What the exercise asks: Output the lines from the one containing "Task: locate the woman's sunglasses" through the one containing "x=581 y=342", both ends included, as a JSON list of strings with one string per line and no blank lines.

________________________________________

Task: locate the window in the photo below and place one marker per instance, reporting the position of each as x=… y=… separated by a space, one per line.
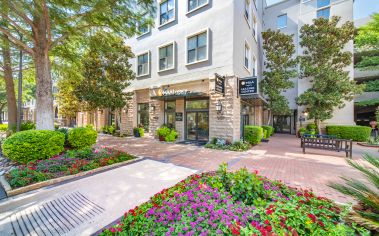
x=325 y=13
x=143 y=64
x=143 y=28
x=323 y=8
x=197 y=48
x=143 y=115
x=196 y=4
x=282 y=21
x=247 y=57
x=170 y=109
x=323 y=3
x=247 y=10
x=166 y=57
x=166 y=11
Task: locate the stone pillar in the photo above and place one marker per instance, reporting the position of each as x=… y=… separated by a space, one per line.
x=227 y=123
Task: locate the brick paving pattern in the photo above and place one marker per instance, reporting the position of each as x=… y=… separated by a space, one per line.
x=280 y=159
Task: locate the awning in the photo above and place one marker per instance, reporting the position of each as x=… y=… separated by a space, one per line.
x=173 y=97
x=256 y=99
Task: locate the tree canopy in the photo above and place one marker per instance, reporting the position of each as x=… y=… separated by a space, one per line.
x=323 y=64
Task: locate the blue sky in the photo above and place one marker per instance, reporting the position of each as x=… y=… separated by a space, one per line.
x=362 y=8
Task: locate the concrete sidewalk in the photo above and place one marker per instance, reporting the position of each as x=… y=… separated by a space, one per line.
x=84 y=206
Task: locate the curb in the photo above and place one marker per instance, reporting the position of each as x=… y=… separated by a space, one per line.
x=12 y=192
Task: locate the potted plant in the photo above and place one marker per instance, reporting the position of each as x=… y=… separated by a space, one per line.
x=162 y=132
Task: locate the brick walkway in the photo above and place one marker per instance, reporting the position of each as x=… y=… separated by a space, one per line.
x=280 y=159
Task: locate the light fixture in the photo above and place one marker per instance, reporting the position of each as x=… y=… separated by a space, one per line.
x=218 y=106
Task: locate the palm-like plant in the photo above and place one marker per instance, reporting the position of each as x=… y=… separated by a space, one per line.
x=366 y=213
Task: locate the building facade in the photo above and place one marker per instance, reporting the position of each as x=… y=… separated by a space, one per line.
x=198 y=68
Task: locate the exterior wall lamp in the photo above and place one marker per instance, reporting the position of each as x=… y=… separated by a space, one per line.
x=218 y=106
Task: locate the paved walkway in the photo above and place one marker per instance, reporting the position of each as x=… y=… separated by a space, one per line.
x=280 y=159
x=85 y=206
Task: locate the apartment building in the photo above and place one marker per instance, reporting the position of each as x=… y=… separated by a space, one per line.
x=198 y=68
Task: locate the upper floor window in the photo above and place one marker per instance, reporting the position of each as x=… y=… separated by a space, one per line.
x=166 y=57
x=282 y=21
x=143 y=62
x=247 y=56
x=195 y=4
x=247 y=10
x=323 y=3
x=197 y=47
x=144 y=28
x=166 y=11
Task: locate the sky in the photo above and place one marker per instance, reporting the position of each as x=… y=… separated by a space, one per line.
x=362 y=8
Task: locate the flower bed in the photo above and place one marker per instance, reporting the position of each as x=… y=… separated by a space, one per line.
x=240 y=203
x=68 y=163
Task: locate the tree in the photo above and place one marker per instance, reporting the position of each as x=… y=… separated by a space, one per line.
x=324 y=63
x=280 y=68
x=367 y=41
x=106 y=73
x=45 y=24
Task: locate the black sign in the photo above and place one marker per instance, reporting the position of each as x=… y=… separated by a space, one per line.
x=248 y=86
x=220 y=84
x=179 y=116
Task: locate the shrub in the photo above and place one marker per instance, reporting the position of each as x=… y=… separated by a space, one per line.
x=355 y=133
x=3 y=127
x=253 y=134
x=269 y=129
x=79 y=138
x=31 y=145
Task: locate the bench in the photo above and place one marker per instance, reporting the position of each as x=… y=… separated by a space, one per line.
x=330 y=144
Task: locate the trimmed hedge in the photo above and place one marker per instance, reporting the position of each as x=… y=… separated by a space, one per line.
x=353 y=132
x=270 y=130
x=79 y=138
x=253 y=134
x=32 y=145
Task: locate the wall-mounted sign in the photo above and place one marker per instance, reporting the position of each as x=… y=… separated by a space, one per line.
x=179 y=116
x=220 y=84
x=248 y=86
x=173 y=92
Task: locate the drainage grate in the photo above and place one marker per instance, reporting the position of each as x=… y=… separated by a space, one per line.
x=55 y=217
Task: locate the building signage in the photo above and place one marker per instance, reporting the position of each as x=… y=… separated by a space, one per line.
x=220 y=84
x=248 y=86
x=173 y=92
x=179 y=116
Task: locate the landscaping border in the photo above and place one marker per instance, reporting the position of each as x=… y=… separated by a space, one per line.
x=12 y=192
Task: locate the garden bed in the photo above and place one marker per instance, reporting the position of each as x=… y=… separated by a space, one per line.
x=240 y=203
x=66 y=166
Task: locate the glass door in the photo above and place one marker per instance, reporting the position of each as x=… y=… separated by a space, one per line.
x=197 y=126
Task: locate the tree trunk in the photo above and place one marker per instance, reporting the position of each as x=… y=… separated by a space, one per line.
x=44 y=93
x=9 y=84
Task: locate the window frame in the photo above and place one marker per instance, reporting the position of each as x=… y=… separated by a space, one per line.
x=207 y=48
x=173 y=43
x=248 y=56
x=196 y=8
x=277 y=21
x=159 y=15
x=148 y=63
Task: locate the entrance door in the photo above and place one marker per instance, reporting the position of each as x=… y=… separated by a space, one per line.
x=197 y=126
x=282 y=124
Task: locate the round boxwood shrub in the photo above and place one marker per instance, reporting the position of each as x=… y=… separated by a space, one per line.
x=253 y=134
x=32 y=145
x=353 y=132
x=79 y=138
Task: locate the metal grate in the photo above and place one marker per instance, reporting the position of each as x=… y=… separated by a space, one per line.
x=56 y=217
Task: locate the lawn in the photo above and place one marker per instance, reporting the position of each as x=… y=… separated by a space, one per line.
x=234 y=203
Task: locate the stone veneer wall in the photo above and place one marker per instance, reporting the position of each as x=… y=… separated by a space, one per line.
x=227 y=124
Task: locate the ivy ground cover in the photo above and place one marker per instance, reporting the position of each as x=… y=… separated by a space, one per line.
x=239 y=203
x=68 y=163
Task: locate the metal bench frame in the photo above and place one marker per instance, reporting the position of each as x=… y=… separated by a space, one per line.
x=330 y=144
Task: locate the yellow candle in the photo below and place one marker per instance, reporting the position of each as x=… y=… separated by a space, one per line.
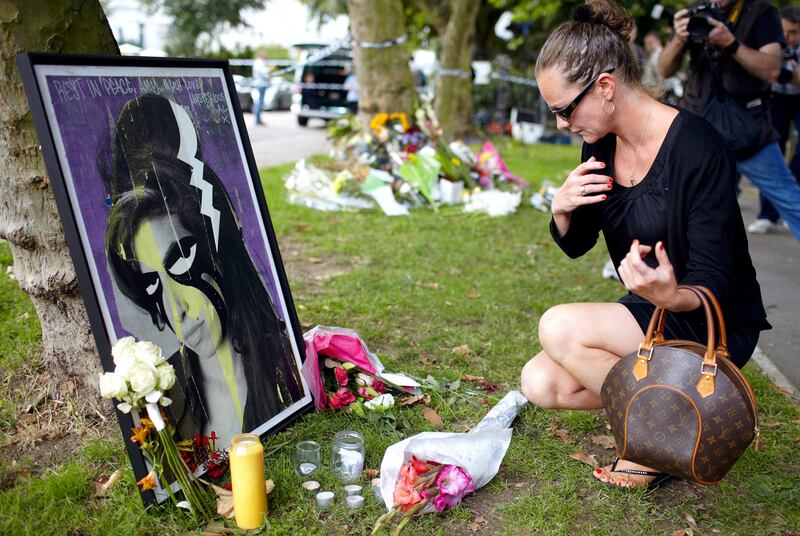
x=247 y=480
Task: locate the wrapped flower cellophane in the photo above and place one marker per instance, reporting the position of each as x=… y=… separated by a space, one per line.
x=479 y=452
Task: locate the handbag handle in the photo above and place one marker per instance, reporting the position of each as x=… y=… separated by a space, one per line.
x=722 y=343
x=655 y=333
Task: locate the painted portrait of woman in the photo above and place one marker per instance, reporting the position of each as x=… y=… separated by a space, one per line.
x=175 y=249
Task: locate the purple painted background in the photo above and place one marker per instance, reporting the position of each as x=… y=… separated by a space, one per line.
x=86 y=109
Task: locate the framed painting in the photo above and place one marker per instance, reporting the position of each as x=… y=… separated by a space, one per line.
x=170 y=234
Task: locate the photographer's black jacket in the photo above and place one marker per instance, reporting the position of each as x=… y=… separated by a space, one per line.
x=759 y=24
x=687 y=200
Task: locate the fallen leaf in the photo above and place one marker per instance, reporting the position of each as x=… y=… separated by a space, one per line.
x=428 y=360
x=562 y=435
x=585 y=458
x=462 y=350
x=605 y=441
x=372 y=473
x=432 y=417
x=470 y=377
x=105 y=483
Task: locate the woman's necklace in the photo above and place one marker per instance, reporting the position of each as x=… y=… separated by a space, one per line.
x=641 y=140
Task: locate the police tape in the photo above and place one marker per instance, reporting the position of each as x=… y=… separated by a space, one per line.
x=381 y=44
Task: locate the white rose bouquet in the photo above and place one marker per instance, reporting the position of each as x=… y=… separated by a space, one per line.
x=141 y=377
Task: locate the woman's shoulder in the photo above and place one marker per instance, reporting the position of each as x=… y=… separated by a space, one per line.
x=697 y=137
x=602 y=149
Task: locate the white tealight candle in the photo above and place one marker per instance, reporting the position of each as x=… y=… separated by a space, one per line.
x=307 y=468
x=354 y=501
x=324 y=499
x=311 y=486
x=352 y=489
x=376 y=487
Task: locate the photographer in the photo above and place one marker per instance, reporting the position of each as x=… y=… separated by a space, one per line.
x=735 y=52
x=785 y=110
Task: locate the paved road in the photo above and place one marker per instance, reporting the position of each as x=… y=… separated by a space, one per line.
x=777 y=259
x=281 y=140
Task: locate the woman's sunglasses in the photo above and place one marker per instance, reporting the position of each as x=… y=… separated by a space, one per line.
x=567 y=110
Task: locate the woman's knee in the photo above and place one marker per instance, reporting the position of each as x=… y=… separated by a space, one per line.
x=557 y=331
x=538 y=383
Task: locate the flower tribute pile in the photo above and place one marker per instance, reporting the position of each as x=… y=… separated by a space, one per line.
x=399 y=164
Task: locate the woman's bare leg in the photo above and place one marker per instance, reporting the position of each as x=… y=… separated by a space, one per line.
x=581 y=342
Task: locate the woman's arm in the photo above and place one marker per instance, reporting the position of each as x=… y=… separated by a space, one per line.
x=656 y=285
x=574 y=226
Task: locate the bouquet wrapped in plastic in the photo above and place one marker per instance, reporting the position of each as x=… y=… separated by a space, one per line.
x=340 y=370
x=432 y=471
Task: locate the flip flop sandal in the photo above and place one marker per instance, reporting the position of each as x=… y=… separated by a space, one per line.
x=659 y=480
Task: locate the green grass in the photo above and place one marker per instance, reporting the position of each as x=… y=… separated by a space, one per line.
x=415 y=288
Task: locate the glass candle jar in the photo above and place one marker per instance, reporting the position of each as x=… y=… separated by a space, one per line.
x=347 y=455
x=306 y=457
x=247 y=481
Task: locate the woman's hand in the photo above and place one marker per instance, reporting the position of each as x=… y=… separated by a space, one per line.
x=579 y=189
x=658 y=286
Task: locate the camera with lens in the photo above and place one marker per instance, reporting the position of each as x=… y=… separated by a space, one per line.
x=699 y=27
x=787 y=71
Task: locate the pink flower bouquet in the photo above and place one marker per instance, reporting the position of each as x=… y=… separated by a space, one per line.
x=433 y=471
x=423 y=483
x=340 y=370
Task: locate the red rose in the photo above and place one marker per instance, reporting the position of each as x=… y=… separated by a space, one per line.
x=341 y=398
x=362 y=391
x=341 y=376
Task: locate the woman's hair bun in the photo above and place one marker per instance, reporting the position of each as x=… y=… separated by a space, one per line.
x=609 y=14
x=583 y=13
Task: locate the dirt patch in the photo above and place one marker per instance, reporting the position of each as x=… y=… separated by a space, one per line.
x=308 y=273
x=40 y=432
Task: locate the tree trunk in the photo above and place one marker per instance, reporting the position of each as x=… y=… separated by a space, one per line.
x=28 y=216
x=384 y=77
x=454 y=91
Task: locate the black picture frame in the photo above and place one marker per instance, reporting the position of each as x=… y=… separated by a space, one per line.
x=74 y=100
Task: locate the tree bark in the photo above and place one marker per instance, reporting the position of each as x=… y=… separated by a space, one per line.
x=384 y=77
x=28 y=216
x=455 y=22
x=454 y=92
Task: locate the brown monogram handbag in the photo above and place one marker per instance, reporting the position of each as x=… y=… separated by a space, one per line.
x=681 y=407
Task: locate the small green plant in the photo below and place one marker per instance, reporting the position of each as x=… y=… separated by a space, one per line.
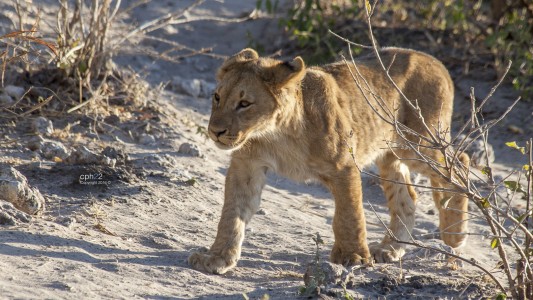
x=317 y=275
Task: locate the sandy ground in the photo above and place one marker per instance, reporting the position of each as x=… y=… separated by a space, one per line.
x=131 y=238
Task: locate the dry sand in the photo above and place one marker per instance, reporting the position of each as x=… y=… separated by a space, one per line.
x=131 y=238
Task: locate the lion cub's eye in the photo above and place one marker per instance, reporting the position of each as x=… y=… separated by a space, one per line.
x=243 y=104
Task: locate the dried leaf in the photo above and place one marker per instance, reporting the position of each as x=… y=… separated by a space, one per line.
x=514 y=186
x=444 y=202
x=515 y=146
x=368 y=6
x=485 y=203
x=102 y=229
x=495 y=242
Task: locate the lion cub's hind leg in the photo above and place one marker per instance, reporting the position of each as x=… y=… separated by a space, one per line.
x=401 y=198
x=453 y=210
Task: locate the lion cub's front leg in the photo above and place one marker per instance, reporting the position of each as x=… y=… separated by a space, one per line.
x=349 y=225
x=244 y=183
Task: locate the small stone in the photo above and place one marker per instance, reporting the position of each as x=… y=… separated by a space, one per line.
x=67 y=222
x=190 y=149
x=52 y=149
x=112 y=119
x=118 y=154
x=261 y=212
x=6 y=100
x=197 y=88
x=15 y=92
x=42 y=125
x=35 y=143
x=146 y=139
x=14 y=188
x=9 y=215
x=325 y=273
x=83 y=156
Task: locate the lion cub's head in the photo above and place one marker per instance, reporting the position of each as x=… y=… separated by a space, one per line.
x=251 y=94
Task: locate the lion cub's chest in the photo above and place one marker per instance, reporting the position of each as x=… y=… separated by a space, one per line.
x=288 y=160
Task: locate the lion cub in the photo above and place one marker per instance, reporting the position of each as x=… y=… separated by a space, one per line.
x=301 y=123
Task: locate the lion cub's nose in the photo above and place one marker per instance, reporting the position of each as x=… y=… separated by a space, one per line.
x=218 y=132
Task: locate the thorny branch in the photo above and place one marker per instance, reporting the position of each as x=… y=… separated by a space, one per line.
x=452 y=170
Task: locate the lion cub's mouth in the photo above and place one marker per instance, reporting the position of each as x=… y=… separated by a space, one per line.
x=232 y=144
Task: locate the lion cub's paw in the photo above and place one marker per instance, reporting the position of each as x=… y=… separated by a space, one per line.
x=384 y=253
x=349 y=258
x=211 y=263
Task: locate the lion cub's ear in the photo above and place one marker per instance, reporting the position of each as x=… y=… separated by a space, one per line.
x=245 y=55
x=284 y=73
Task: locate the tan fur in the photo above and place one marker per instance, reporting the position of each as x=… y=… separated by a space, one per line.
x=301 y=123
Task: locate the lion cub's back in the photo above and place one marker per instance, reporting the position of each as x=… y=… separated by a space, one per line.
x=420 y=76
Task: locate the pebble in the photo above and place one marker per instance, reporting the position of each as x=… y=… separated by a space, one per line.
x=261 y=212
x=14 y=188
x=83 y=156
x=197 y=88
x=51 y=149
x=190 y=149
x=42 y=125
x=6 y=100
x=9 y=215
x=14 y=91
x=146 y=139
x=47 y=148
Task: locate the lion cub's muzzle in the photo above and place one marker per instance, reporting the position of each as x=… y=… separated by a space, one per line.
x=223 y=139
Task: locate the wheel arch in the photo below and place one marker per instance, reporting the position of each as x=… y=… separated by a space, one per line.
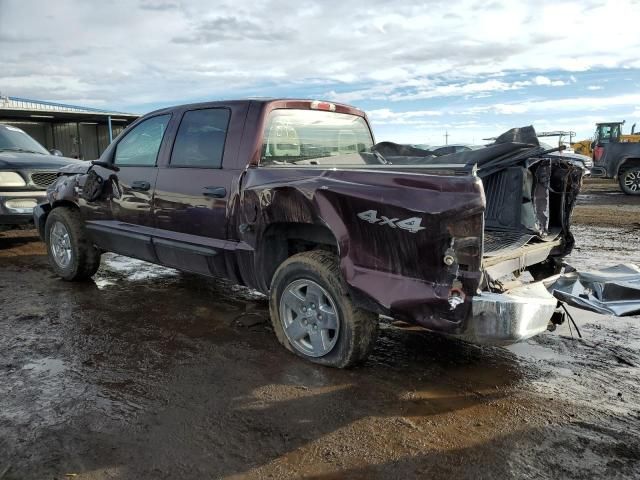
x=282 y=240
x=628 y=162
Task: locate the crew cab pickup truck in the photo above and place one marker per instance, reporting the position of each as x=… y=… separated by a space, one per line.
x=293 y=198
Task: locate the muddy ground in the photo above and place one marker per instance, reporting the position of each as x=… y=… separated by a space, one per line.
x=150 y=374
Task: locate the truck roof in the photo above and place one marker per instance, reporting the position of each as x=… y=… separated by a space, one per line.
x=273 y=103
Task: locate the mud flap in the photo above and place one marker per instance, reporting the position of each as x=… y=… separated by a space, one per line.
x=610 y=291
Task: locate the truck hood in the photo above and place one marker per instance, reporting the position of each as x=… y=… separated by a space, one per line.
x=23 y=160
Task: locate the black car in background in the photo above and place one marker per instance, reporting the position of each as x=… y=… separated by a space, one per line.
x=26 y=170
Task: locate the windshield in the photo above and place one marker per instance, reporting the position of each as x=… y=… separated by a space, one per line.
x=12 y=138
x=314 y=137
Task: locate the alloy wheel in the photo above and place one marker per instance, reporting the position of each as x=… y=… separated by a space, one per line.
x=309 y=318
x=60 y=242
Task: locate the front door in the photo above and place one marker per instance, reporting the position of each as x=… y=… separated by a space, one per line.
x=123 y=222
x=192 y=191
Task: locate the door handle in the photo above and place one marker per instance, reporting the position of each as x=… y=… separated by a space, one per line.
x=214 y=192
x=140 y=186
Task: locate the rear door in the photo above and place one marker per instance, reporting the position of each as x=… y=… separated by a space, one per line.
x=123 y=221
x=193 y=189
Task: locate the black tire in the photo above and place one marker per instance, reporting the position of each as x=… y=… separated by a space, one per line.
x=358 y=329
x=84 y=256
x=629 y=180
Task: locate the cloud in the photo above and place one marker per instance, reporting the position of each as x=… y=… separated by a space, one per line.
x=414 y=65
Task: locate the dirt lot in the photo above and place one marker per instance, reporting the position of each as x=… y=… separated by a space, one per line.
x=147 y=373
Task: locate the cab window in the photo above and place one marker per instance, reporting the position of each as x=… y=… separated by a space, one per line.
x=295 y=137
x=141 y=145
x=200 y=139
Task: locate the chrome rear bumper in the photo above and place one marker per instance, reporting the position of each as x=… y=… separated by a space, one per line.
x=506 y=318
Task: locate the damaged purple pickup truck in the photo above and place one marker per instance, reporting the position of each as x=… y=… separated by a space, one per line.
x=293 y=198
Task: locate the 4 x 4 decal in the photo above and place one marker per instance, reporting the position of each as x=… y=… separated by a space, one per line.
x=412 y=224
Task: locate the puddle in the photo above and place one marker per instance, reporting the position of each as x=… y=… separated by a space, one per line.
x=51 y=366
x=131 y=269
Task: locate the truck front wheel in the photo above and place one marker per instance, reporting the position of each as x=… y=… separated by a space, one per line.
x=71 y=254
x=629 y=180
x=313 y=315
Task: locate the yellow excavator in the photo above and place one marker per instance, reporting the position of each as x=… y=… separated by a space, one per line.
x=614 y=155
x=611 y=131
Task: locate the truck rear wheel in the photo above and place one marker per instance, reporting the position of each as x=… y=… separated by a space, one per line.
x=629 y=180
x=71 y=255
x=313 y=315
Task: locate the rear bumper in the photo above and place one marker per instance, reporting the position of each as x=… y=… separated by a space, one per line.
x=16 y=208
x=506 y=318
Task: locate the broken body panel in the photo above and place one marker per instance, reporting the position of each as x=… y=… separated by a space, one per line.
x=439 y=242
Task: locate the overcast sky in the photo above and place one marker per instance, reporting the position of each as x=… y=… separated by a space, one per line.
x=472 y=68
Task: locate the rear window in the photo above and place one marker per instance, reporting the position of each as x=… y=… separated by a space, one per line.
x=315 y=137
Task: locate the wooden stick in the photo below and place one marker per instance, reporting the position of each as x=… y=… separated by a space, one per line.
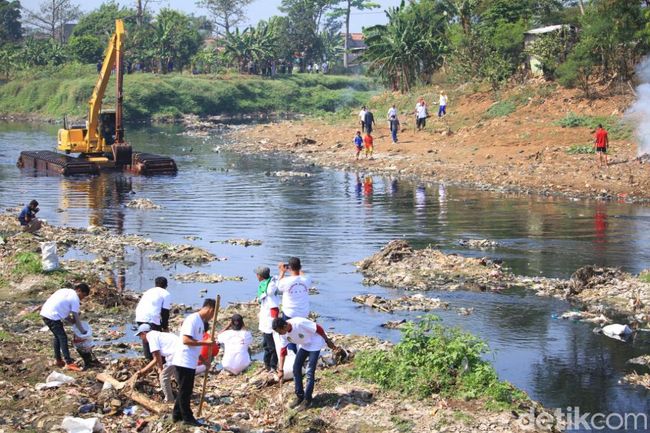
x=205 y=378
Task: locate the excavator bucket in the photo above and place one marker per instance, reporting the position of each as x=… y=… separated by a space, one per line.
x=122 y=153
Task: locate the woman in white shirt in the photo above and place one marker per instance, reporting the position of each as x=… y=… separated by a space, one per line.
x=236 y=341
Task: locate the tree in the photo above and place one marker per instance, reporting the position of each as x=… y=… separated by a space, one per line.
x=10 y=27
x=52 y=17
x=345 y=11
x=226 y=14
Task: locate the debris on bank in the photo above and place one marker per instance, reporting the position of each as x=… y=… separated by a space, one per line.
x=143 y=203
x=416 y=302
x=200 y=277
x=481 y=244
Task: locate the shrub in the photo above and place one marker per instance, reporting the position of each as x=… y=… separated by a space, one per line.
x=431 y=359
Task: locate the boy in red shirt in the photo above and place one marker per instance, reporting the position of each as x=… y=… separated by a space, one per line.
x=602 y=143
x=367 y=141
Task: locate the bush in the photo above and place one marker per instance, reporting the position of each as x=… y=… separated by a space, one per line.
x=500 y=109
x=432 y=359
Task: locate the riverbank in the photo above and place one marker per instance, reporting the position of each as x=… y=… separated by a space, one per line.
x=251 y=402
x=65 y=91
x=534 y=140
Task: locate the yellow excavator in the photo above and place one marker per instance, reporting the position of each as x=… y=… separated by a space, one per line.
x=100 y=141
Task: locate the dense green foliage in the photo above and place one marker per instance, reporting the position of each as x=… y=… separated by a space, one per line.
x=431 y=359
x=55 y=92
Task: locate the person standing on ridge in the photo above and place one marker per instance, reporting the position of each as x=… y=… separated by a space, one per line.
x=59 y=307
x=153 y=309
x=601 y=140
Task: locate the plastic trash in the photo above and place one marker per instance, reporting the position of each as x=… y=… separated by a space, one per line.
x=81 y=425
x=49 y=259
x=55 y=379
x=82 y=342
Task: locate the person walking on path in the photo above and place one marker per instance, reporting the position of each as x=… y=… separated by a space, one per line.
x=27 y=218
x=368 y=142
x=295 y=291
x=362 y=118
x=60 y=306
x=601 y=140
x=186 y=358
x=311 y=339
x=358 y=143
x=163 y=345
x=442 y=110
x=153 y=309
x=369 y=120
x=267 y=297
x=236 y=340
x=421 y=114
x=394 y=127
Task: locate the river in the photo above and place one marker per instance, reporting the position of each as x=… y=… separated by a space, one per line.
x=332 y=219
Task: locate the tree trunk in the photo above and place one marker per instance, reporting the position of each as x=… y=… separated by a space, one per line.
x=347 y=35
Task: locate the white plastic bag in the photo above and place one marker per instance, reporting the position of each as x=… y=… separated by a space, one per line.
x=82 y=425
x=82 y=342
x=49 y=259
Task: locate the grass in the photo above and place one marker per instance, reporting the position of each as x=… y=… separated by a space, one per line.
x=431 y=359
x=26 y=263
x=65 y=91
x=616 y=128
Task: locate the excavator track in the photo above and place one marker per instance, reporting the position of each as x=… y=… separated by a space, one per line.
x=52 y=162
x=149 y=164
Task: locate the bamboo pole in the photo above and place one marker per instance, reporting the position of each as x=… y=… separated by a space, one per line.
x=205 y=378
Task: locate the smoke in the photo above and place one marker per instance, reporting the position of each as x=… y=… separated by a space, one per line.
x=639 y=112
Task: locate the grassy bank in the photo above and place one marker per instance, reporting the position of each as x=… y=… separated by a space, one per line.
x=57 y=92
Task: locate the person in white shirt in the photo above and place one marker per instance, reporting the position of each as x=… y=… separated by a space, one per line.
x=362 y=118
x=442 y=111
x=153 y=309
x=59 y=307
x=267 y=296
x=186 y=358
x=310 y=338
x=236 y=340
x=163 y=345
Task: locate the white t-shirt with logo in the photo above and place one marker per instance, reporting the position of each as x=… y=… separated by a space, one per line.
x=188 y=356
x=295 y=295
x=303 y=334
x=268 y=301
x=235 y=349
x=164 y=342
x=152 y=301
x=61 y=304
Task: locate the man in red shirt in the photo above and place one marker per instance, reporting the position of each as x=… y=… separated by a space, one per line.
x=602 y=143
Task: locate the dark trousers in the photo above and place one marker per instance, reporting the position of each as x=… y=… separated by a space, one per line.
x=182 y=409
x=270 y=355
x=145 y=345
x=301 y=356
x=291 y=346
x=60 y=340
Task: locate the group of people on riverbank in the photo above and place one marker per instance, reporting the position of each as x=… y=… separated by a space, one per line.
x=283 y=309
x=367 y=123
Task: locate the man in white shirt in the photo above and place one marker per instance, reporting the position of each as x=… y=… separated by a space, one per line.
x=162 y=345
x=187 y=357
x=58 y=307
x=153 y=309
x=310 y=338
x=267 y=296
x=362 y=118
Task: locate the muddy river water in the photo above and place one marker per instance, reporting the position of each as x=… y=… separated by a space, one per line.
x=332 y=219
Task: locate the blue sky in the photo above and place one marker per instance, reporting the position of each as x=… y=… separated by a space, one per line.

________________________________________

Full solution:
[
  "Task: locate the woman's sunglasses in the photo above and place one marker per instance, reporting the position of each as x=… y=… separated by a space, one per line.",
  "x=567 y=110",
  "Task: locate the woman's knee in the photo above and place one marker per instance, reporting the position of each as x=… y=… separated by a space, one per line.",
  "x=557 y=331",
  "x=538 y=383",
  "Task: locate the flower tribute pile in the photo above and place one marker per instance, reporting the position of each as x=… y=… separated by a space, one per line.",
  "x=399 y=164",
  "Task: locate the woman's bare leg in the photo above and place one marker per instance, reporting the position of each as x=… y=… separated by a space, one per line.",
  "x=581 y=342"
]